Thanks Rob - now that calculator seems to work and makes sense - got some crazy values with the other :wits-end:

I have something that seemes to work while waiting for parts: 3.3R and 12uf cap.

There's a sizzle sound in the very high end of the woofer, the 3.3/12uf cap zaps it out.

Whats a draw back of a zobel? (there's always a catch), I thought I started to hear that tin-can-sound with some of the other combinations.


----------



## robbo266317

The Zobel network is purely to make the amplifier and crossover see a fixed load across the frequency range.


----------



## Odougbo

Thanks Rob,

Buddy came over yesterday; quite versed in xo design/measuring. He helped with many of the elementary questions. :duh:

We found that both drivers have a slight breakup at xo point, the tweeter is out-of-phase to cancel that out (guessing, but seems to work).

So close but yet so far....:blink:

New xo by Madisound here in day or two


----------



## Odougbo

New xo on it's way! :woohoo:


----------



## Odougbo

Madisound sound moves fast! New xo's, in just a couple of days, and they included "cut sheet" with order; very professional!

This is working nice, but I guess it never ends, going to try two other types of woofer coils:

15 gauge steel lam
12 gauge air


----------



## robbo266317

That's a neat board.

It looks like it is designed to do multiple styles of crossover.


----------



## Odougbo

They were sounding nice with the 16g series woofer coil, but needed a tad more bass - although would be fine for HT as is.

[if fact I think the smaller inductor would be better for HT so the low bass doesn't compete with a HT sub-woofer]

I really wanted to hear some bass extension without subwoofer; so shortened a few wires, used 14g feed wire and swapped the woofer coil to the 14g - amazing improvement!! The woofers have about 40 hours on them; I suspect they will loosen up over time and get even stronger.

btw...Kudos to Madisound they designed the xo, and sending parts in record time (e.g. 3 small orders in 1 week).


----------



## Odougbo

Some additional feedback (3 are finished)

* one pair in "stereo" room - crazy low bass, very nice definition with bass and guitar strings, vocals are natural and smooth. I did change the 1st series tweeter from 2.2ohm to 3.3ohm; the tweeter was a little hot on some songs. Also as mentioned swapped the series woofer coil to 14 gauge

* HT center channel- ordered just enough parts to complete the 3rd - shown left/down. Again, rich bass, set xo in processor to 40, which was too low, then moved to 80hz. :T

I like that the tweeter resistor can be switched for tweaking; this is not something that can be done in 5 minutes, need to sit and listen for a while, try many sources, songs movies, etc. (re-soldering is only 5 minutes).

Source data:
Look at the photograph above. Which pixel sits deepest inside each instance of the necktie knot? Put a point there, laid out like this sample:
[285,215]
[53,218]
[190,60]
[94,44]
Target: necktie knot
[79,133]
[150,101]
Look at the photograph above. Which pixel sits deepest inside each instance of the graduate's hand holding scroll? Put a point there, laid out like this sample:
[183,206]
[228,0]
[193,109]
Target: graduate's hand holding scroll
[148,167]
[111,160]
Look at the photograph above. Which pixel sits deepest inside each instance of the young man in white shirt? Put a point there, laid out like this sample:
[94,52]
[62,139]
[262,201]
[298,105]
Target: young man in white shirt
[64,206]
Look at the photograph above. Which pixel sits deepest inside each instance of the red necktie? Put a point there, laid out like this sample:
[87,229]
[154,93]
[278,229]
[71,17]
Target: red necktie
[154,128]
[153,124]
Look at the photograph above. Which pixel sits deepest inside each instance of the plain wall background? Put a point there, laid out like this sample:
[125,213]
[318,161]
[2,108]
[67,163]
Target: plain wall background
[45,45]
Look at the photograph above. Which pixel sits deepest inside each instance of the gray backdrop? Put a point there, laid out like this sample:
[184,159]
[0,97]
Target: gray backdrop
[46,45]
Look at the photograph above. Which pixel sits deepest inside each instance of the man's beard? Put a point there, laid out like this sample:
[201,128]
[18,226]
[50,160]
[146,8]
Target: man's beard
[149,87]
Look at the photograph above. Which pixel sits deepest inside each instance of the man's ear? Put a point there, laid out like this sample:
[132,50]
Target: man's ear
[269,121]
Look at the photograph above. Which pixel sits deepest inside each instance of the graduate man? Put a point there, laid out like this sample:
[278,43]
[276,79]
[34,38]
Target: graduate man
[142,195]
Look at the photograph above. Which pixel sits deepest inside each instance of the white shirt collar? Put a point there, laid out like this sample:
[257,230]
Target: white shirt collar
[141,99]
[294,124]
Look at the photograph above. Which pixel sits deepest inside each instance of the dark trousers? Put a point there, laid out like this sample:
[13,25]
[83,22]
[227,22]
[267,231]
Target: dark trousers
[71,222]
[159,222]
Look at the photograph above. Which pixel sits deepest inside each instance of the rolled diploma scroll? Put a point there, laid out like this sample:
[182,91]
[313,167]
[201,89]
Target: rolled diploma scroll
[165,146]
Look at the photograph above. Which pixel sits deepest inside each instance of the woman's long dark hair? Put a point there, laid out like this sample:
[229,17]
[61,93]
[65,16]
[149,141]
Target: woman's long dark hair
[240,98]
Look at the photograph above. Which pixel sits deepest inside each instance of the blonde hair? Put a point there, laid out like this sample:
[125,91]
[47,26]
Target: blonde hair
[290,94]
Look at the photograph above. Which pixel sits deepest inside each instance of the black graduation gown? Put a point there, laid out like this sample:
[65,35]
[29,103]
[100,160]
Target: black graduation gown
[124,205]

▸ WHAT YOU WILL DO:
(a) In the speaker crossover thread, what value was the first series tweeter resistor changed from, and what was it changed to?
(b) Pick up the speaker crossover thread after its final sentence and keep writing it.

▸ RESULTS OF THE EXERCISE:
(a) It was changed from 2.2 ohms to 3.3 ohms.

(b)
----------



## Odougbo

Now my friends are calling these the Penguins.

I tell them they kick like a Kangaroo...........:rofl:


----------



## robbo266317

Actually, to me, they look more like the Portal Turrets. :rofl2:


----------



## Odougbo

The bass on them is remarkable. I'm tempted to add a subwoofer, but fine without one. 

(They are are stands and about 8" from wall)

btw, posting the MS crossover. As you can see, I thought the tweeter was was a bit hot, so jumped to slightly larger resistor. 

http://www.madisoundspeakerstore.co...-6-7/silver-flute-w17rc38-08-6-1/2-wool-cone/

http://www.madisoundspeakerstore.co...ers/vifa-xt25tg30-04-1-ring-radiator-tweeter/

MS is out-of-stock on tweeters, PE still has them.



What are Portal Sentry Turrets? From a Syfy move?


----------



## robbo266317

It is a video game, very popular when it came out and followed up with Portal 2.
The turret can be seen at 1:05 in the demo clip here:


----------



## Odougbo

Now here is a low resistance coil :unbelievable:

http://www.parts-express.com/pe/pshowdetl.cfm?&Partnumber=255-804&scqty=2


----------



## ISLAND1000

What IS the resistance of that EXPENSIVE coil?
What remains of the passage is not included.